***** DATA RECORDS

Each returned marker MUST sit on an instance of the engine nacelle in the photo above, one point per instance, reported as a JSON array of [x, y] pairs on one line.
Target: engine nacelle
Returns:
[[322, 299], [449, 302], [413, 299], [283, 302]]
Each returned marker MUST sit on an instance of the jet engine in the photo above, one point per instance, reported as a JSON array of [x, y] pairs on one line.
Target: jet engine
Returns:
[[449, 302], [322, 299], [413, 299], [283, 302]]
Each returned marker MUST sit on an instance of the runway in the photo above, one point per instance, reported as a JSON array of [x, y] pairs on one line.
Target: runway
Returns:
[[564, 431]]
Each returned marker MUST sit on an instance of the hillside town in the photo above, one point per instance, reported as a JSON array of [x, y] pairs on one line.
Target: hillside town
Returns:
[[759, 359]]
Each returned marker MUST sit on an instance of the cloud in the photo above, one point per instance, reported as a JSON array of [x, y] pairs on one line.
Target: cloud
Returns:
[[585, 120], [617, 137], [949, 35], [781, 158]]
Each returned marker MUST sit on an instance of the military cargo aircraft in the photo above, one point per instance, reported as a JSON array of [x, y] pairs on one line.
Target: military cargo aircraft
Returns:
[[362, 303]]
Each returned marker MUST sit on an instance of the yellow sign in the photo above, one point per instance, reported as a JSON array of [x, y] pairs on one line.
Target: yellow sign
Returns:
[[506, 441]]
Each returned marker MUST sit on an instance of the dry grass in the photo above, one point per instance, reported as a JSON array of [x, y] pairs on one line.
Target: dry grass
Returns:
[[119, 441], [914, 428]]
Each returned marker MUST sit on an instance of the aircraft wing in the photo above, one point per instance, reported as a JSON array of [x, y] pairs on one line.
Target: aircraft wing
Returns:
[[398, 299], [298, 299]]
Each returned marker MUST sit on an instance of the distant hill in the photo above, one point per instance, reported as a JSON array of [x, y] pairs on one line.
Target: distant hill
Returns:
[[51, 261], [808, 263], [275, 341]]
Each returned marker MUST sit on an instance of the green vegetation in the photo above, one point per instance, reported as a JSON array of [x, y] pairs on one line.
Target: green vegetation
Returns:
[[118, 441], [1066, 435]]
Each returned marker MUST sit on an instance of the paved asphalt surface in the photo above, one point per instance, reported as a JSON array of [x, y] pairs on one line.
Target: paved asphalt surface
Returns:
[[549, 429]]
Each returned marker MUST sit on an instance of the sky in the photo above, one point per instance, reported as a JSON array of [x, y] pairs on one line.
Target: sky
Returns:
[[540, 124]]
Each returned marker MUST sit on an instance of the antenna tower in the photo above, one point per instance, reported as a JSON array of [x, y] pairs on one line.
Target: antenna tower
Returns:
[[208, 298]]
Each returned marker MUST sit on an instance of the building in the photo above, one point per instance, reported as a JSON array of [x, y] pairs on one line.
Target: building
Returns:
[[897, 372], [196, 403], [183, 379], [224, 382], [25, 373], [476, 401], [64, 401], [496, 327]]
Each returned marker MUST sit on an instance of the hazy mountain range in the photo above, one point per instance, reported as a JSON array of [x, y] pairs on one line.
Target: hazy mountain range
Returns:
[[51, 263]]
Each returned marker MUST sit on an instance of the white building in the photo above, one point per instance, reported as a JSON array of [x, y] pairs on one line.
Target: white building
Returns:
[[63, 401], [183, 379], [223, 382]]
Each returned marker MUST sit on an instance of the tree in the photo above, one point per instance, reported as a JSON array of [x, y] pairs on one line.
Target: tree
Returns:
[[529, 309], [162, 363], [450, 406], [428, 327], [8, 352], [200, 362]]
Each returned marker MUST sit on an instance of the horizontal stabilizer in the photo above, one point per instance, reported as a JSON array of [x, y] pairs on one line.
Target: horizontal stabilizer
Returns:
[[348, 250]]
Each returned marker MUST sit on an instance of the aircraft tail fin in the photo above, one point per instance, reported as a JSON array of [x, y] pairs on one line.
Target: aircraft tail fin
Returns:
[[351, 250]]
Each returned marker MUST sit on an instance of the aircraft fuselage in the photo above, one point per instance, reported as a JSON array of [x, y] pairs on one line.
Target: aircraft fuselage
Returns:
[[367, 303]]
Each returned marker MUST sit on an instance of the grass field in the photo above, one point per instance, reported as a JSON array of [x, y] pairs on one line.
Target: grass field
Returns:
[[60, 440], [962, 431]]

**********

# PROBLEM REQUIREMENTS:
Reproduce all of the records above, changing every occurrence of "Target" to "Object" and leaving everything else as it is.

# WORKED ANSWER:
Each returned marker MUST sit on an instance of the engine nacelle in the photo above, one point per instance, reported as a JSON array of [x, y] pairs on one line.
Object: engine nacelle
Returns:
[[322, 299], [449, 302], [413, 299], [283, 302]]
Each returned marker MUST sit on an instance of the jet engine in the photo above, one point per instance, reported as a JSON array of [x, y] pairs on one line.
Object: jet engine
Returns:
[[449, 302], [322, 299], [413, 299], [283, 302]]
Each returned marker MUST sit on an instance of the runway in the photo above, one point per instance, reported as a JSON array of [x, y] pairs on one line.
Object: runway
Returns:
[[564, 431]]
Each returned marker MUST sit on an instance of the hillside town in the photo above, one point per instance, reported as a JSON array of [x, y] pairs on one line.
Object: hillside town
Returns:
[[759, 359]]
Each returned marker MUST sit on an instance of the cloud in the photo above, one point per instance, reported as a JSON array of [x, y] pairs on one line.
Object: cloud
Returns:
[[585, 120], [617, 137], [949, 35], [781, 158]]
Each returned marker MUST sit on an instance of the military cargo aircraft in the photo above, one point per instance, reported as a JSON array of [x, y] pairs on one line.
Object: military cargo aircraft
Returns:
[[362, 303]]
Each returned marker MUST sit on an instance of the yellow sign in the photo above, one point per instance, reported as a JSON array of [x, y] pairs on one line.
Object: yellow sign
Returns:
[[506, 441]]
Each returned marker MUST sit on an instance of the dry grass in the photo above, one point per instance, reported as a JSON array of [x, y] pairs on one line.
Object: dry grass
Returns:
[[119, 441], [914, 428]]
Each returned marker MUST sit on an instance of the aircraft wing in the photo above, one point per instance, reported as a JSON array of [x, y] pairs on one line.
Object: aircraft wing
Returns:
[[398, 299], [298, 299]]
Each returned marker MUST sit on an instance of the distant hill in the photo above, one point per instance, reported as a JSON array of [x, y] pairs on one line.
Object: distant hill
Returns:
[[51, 261], [808, 263], [275, 341]]
Each returned marker MUST sit on an instance of the green vegetation in the photo above, one point per instance, reported as a JSON array of [x, y] pairs on one line.
Object: green vegetation
Returns:
[[118, 441], [1066, 435]]
Each returned marker MUST sit on an instance of the paved asphalt surface in the photo above, one point per instance, reported as a JSON array of [x, y] pairs on one line.
Object: paved asphalt surface
Returns:
[[549, 429]]
Each returned marker MUST sit on an instance of the sky in the photo above, one point per instance, reported as a JSON array of [x, y] pairs on one line.
Object: sky
Returns:
[[540, 124]]
Each returned marker MUST sit on an instance of the antenna tower in the photo above, one point per instance, reported as a JSON array of [x, y] pairs on one line.
Object: antenna tower
Returns:
[[208, 298]]
Each returned marker MUST sit on an instance of the building in the photo above, one point per instance, reported as a JSON array of [x, y] pairs on one line.
Object: building
Returns:
[[897, 372], [196, 403], [183, 379], [224, 382], [25, 373], [476, 401], [64, 401], [496, 327]]
Each returned marker MUST sit on an instance of the hazy mountain range in the photo above, one point per instance, reported as a JSON array of [x, y] pairs on one line.
Object: hazy mountain range
Returns:
[[51, 263]]
Each returned marker MUST sit on an instance of the white building in the photo above, one point per instance, reported as a JSON array of [x, y] pairs on one line.
Object: white building
Returns:
[[63, 401], [183, 379], [223, 382]]
Each returned marker MUST sit on an instance of the tree in the photo above, one point per instance, reported as a JSON array of [x, y] pairs on one line.
Object: tree
Returns:
[[529, 309], [162, 363], [450, 406], [428, 327], [8, 352], [200, 362]]
Each returned marker MUST sit on an instance of the horizontal stabilizer in the photo above, one point per instance, reported as a JSON array of [x, y] pairs on one line.
Object: horizontal stabilizer
Returns:
[[348, 250]]
Each returned marker MUST sit on an instance of the aircraft tail fin in the photo above, one point per instance, reported as a JSON array of [x, y] pairs on one line.
Object: aircraft tail fin
Returns:
[[351, 250]]
Each returned marker MUST sit on an instance of the aircraft fuselage in the photo above, one point per instance, reported as a JSON array of [x, y] pairs on one line.
Object: aircraft fuselage
Returns:
[[367, 303]]
Each returned marker MUST sit on an instance of the grass field in the photo above, one point per instance, reported as a JSON array of [x, y] pairs on one line.
Object: grass field
Returns:
[[60, 440], [962, 431]]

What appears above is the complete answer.